(Work to be completed) Copy out every line of the entries below that contains the word "boundary".

(Record list)
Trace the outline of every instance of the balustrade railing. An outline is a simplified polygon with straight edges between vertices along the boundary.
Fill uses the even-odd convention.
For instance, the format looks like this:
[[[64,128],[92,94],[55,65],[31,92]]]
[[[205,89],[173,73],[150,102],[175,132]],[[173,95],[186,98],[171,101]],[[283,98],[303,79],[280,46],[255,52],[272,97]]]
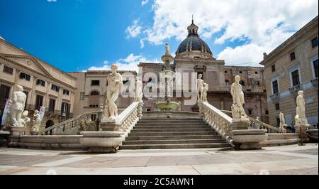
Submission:
[[[231,138],[233,119],[208,102],[198,102],[198,106],[206,123],[234,146]]]
[[[231,111],[227,111],[227,110],[221,110],[221,112],[231,116],[232,112]],[[266,123],[264,123],[259,120],[257,120],[254,118],[248,117],[248,119],[250,121],[251,125],[254,125],[255,128],[257,129],[267,129],[268,131],[268,133],[281,133],[281,130],[276,126],[274,126],[270,124],[267,124]]]
[[[101,111],[96,111],[89,113],[85,113],[72,119],[67,119],[63,122],[58,123],[52,126],[45,128],[40,131],[40,135],[69,135],[77,134],[77,131],[81,128],[81,123],[82,122],[87,122],[90,119],[91,114],[101,114]],[[98,116],[99,117],[99,116]]]

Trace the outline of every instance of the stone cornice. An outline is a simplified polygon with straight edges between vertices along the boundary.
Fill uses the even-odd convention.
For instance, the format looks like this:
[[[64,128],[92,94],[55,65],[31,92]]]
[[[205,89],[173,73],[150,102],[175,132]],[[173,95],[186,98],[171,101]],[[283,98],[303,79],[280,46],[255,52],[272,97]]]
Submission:
[[[16,68],[16,70],[21,70],[24,69],[24,70],[28,70],[30,72],[33,73],[31,75],[33,75],[33,76],[38,77],[36,75],[34,74],[34,73],[36,73],[38,75],[41,75],[44,78],[49,78],[50,80],[53,80],[55,82],[60,83],[60,84],[61,84],[62,85],[65,85],[65,86],[66,86],[66,87],[69,87],[69,88],[70,88],[70,89],[72,89],[72,90],[73,90],[74,91],[77,90],[77,87],[73,87],[73,86],[72,86],[72,85],[69,85],[69,84],[67,84],[67,83],[66,83],[66,82],[65,82],[63,81],[60,81],[59,80],[57,80],[56,78],[52,77],[51,75],[47,75],[39,72],[38,72],[38,71],[36,71],[35,70],[30,69],[28,66],[23,65],[20,64],[20,63],[17,63],[16,61],[10,60],[7,57],[4,56],[3,55],[4,54],[0,54],[0,60],[5,60],[5,61],[6,61],[8,63],[10,63],[11,64],[15,65],[16,67],[14,68]],[[15,55],[11,55],[11,57],[13,57],[13,58],[18,58],[18,56],[20,56],[20,55],[17,55],[18,57],[16,57]],[[22,57],[23,57],[23,56],[22,56]],[[21,57],[20,57],[20,58],[21,58]],[[38,63],[37,63],[37,65],[38,65]],[[22,68],[22,69],[21,69],[21,68]],[[50,82],[51,82],[51,81],[50,81]]]
[[[266,56],[266,58],[259,63],[261,65],[265,65],[265,64],[272,58],[274,58],[276,55],[277,55],[279,52],[283,50],[287,46],[293,43],[294,41],[298,40],[301,36],[304,35],[309,30],[313,28],[318,25],[318,16],[315,16],[311,21],[307,23],[305,26],[298,31],[295,34],[293,34],[291,37],[288,38],[286,41],[281,43],[279,46],[275,48],[273,51],[272,51],[269,55]]]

(Written answer)
Trace the outline of every instance of the balustrade railing. An outline is a simplified polygon with straight edges between vertices along the boundary.
Trace the outline of every instance of the stone cornice. An outline is a simplified polygon with straight edges between vertices along the boundary.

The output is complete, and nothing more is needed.